>> begin GIVEN DATA

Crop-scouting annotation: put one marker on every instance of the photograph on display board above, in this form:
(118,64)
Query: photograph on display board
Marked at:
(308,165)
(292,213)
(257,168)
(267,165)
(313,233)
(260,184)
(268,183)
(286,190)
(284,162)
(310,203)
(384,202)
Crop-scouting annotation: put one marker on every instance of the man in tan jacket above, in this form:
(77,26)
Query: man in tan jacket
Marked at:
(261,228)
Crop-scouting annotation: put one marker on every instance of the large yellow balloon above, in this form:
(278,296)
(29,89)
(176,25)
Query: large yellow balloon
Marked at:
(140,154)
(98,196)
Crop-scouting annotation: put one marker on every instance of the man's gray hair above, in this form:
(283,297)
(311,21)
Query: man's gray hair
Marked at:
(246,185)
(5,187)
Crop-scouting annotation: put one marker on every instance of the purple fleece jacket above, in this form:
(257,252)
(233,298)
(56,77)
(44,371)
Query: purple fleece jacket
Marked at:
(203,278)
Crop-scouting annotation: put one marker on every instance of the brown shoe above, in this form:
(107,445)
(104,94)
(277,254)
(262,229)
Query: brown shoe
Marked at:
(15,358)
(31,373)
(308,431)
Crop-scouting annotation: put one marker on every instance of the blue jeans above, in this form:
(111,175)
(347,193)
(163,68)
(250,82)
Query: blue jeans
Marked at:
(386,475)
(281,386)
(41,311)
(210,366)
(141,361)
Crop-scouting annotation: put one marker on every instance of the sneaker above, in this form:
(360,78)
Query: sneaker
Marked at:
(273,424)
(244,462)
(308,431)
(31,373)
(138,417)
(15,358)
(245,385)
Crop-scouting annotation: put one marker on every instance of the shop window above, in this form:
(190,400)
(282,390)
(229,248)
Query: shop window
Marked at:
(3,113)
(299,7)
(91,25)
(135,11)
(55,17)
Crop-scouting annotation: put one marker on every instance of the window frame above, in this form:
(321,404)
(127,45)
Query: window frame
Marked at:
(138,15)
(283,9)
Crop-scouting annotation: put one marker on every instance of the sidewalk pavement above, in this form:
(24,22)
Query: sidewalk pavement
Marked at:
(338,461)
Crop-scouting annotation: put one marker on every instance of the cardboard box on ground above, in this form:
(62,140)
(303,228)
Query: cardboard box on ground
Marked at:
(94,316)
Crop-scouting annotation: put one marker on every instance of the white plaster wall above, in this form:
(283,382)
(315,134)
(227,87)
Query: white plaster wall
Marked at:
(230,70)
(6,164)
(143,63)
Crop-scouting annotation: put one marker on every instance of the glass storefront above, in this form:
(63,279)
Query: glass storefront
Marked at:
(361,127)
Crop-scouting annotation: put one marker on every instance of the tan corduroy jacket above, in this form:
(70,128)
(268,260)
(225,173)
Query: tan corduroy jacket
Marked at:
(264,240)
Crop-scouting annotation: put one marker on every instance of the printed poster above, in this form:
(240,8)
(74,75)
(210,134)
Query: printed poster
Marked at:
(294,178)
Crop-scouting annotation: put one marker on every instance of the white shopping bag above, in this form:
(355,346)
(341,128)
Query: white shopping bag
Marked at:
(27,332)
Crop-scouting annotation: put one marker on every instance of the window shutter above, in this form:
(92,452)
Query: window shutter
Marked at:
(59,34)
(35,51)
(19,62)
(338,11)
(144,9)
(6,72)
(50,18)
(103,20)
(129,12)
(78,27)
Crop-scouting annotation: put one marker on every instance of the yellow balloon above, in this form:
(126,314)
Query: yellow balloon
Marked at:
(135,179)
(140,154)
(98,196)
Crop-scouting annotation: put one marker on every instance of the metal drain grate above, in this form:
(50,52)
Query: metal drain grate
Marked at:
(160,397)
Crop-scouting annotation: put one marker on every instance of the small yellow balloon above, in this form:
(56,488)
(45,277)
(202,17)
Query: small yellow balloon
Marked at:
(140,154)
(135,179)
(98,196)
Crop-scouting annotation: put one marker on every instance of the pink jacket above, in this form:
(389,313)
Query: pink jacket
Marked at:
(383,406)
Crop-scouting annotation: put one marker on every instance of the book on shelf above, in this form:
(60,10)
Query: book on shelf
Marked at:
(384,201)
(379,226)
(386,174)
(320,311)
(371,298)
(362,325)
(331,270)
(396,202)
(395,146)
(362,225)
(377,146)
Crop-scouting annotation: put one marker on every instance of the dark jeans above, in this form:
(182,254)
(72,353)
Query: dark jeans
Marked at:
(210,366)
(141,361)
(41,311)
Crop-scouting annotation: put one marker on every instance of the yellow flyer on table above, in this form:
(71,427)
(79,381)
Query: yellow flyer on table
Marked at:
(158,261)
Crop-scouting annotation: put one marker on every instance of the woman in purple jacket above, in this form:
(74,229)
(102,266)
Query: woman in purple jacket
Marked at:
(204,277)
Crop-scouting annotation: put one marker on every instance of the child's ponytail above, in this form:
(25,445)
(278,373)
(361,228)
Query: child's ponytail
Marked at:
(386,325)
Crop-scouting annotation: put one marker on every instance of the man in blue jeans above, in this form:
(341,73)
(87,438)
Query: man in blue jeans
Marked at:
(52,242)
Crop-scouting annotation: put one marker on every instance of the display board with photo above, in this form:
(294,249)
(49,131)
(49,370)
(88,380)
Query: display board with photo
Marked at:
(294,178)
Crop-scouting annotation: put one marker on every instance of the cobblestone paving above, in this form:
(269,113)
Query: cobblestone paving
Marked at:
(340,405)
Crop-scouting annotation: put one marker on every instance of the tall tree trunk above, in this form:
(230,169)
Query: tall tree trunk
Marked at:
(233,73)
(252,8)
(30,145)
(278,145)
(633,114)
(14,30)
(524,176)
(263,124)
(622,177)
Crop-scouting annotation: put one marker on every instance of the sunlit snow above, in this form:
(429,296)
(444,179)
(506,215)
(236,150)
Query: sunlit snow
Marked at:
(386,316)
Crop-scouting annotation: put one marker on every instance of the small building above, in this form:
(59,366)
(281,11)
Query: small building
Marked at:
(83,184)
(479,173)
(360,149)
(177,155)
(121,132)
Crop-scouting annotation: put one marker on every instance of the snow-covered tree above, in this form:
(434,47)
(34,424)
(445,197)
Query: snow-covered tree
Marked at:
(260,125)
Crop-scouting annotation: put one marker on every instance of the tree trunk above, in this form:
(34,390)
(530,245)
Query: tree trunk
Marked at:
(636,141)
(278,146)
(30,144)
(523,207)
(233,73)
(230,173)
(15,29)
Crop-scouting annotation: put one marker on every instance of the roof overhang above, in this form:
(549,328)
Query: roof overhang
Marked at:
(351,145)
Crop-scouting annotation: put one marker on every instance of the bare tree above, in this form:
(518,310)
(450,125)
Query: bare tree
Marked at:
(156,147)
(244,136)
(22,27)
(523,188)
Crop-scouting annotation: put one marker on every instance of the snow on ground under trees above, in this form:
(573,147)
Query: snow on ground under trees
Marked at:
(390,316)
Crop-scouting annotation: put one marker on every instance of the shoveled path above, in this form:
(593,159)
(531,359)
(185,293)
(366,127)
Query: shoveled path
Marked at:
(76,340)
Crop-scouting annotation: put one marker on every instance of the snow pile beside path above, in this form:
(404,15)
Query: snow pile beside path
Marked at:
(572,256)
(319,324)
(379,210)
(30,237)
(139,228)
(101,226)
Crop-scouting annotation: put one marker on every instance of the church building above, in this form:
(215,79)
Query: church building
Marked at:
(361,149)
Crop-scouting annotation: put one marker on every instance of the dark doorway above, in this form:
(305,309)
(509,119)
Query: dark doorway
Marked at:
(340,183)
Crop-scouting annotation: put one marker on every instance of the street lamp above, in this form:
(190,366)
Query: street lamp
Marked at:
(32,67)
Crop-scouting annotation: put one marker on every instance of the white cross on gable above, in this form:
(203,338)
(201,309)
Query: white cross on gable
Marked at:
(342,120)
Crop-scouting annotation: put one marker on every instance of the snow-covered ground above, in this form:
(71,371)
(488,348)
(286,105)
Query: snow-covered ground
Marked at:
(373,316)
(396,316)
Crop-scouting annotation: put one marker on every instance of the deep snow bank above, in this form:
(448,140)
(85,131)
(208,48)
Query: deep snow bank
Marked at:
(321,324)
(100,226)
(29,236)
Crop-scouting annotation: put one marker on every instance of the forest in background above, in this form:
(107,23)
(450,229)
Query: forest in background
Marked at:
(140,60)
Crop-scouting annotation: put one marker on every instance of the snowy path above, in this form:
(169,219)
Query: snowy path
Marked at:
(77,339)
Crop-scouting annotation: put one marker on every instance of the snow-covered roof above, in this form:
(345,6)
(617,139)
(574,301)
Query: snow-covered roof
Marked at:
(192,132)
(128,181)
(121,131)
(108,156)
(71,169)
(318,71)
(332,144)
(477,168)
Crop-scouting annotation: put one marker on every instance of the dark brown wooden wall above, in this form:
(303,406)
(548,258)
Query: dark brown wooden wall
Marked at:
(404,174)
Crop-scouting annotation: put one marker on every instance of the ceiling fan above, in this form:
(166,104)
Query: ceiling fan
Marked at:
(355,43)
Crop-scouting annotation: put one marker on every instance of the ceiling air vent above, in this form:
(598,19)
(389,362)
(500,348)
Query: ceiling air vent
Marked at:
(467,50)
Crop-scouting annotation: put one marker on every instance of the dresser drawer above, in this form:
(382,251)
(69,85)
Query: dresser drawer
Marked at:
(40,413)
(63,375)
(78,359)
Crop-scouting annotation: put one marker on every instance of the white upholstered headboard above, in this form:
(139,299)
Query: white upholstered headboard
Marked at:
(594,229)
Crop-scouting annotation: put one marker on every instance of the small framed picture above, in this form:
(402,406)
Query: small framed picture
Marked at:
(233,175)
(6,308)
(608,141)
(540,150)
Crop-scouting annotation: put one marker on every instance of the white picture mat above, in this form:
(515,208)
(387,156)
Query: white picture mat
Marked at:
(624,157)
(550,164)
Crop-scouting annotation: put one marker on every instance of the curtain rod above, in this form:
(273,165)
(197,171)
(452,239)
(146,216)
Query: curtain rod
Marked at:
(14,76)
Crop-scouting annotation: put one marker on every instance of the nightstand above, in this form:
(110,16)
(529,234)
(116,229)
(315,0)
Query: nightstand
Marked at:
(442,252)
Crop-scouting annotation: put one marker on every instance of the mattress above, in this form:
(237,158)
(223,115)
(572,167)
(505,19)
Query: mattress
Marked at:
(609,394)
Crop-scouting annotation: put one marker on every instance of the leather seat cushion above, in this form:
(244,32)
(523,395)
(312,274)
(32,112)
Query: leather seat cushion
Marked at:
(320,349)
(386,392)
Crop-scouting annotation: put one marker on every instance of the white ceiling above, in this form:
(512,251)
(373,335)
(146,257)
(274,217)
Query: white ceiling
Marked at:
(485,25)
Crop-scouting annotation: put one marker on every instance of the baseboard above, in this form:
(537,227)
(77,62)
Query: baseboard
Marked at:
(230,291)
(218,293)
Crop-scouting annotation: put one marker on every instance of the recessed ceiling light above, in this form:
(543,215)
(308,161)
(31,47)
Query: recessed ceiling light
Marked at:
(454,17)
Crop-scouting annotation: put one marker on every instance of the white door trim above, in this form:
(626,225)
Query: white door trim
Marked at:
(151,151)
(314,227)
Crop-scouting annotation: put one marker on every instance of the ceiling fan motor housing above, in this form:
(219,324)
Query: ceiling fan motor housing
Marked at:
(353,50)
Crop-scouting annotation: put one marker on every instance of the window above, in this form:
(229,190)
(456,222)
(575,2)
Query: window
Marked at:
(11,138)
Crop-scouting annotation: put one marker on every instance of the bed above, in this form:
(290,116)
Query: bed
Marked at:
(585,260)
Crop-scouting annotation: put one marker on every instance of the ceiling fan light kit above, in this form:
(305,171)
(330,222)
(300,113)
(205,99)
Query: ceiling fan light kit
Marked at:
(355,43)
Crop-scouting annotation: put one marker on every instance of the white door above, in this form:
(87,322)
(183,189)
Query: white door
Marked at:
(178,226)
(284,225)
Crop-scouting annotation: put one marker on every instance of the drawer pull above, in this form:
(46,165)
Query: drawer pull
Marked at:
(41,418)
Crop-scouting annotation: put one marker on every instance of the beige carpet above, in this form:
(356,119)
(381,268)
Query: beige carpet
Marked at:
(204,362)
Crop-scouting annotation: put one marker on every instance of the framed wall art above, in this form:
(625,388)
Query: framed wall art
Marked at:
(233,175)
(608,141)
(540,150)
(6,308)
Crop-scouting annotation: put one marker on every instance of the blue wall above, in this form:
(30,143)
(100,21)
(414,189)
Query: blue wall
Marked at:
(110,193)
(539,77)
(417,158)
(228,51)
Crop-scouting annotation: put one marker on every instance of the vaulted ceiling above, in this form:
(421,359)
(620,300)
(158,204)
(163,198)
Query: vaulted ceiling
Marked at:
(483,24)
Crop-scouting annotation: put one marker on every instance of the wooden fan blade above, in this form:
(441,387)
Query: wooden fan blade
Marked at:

>> end GIVEN DATA

### AIM:
Take the line in which "kit above, in" occurs and each subsequent line through the end; give these lines again without alteration.

### RESULT FOR THIS TASK:
Crop-scouting annotation: put one marker on every instance of the ceiling fan light kit above, in this form:
(305,171)
(330,222)
(300,113)
(205,99)
Query: ceiling fan light kit
Marked at:
(355,43)
Crop-scouting annotation: put one marker on every instance of the white door above, in this form:
(87,322)
(183,189)
Query: white door
Marked at:
(178,226)
(284,225)
Crop-scouting annotation: put one marker on every instance of the drawer pull above, in this form:
(46,165)
Query: drawer pull
Marked at:
(41,418)
Crop-scouting annotation: put one marker on every instance of the beige carpet above, in this form:
(356,119)
(381,268)
Query: beige carpet
Marked at:
(204,362)
Crop-scouting annotation: put one marker on every instance of the framed wall art above, in this form:
(625,388)
Query: framed wall art
Marked at:
(233,175)
(608,141)
(540,150)
(6,308)
Crop-scouting annotation: put one marker on every instance of the blue wall above, in this form:
(30,143)
(100,21)
(414,189)
Query: blue wall
Marked at:
(110,193)
(539,77)
(417,158)
(228,51)
Crop-scouting annotation: put one marker on every instance of the vaulted ceiling above, in this form:
(421,359)
(620,300)
(158,204)
(163,198)
Query: vaulted ceiling
Marked at:
(483,24)
Crop-scouting annotation: put one marker on every instance of the wooden fan blade above, in this form:
(441,387)
Query: wooden fan blade
Marked at:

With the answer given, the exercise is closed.